**PROBLEM**
Lay out every line of the entries below as a JSON list of strings, one string per line, and leave out any blank lines.

***

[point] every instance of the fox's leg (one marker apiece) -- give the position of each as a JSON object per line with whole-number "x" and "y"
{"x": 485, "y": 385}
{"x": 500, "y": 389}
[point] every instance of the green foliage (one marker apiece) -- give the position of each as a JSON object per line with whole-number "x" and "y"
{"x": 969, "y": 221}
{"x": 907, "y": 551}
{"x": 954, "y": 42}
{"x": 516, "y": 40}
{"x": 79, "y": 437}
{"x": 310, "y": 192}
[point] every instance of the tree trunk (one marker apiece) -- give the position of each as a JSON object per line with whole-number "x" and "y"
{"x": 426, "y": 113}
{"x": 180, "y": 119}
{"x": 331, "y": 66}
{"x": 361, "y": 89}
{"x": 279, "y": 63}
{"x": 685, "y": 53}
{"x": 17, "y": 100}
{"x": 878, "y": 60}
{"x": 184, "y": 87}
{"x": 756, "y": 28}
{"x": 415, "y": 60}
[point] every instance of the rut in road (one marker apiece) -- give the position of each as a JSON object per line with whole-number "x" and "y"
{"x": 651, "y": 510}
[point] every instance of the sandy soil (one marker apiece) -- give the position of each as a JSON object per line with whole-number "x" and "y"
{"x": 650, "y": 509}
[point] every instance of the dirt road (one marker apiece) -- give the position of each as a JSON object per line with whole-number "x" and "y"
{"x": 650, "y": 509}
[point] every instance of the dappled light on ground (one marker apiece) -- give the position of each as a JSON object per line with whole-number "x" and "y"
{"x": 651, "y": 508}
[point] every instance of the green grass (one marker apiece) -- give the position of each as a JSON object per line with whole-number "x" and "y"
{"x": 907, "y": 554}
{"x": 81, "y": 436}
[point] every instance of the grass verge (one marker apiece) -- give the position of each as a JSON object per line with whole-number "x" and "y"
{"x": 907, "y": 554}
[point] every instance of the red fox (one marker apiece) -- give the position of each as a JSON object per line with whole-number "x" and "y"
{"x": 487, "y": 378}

***

**SOLUTION**
[
  "[point] every instance of the fox's leg (one marker apiece) -- give the position of each as a JSON object per line with whole-number \"x\" and \"y\"",
  "{\"x\": 485, \"y\": 385}",
  "{\"x\": 500, \"y\": 389}",
  "[point] every instance of the green foliage (one marker apiece) -- give the position of each as a JSON object per line with whole-number \"x\" and \"y\"",
  "{\"x\": 969, \"y\": 221}",
  "{\"x\": 907, \"y\": 551}",
  "{\"x\": 954, \"y\": 42}",
  "{\"x\": 516, \"y\": 40}",
  "{\"x\": 79, \"y\": 437}",
  "{\"x\": 310, \"y\": 192}",
  "[point] every instance of the tree trunk (one marker apiece) -- give the position of each as a JSON object per line with whole-number \"x\" and \"y\"",
  "{\"x\": 426, \"y\": 113}",
  "{\"x\": 180, \"y\": 119}",
  "{\"x\": 331, \"y\": 66}",
  "{\"x\": 361, \"y\": 89}",
  "{\"x\": 279, \"y\": 63}",
  "{\"x\": 685, \"y\": 53}",
  "{\"x\": 17, \"y\": 100}",
  "{\"x\": 878, \"y\": 60}",
  "{\"x\": 184, \"y\": 87}",
  "{\"x\": 756, \"y\": 28}",
  "{\"x\": 415, \"y\": 60}",
  "[point] every instance of the rut in road (one marker apiece) -- give the position of each as a JSON object per line with whole-number \"x\" and \"y\"",
  "{\"x\": 651, \"y\": 510}",
  "[point] every instance of the sandy soil (one marker apiece) -- give the position of each as a JSON object per line with whole-number \"x\" and \"y\"",
  "{\"x\": 650, \"y\": 509}",
  "[point] every instance of the dirt road (one marker apiece) -- give the position of each as a JSON object per line with whole-number \"x\" and \"y\"",
  "{\"x\": 650, \"y\": 509}",
  "[point] every instance of the dappled light on ground (one marker apiece) -- give the position of each as a JSON object per line with whole-number \"x\" and \"y\"",
  "{\"x\": 651, \"y\": 508}",
  "[point] every instance of the green grass (one marker apiece) -- give the position of each as a JSON object per line with whole-number \"x\" and \"y\"",
  "{\"x\": 907, \"y\": 554}",
  "{\"x\": 81, \"y\": 436}",
  "[point] every instance of the grass verge (one marker apiece) -- give the position of each as a JSON object per line with whole-number \"x\" and \"y\"",
  "{\"x\": 907, \"y\": 554}",
  "[point] every instance of the red fox (one marker apiece) -- give the position of each as a JSON object per line with whole-number \"x\" and \"y\"",
  "{\"x\": 487, \"y\": 378}"
]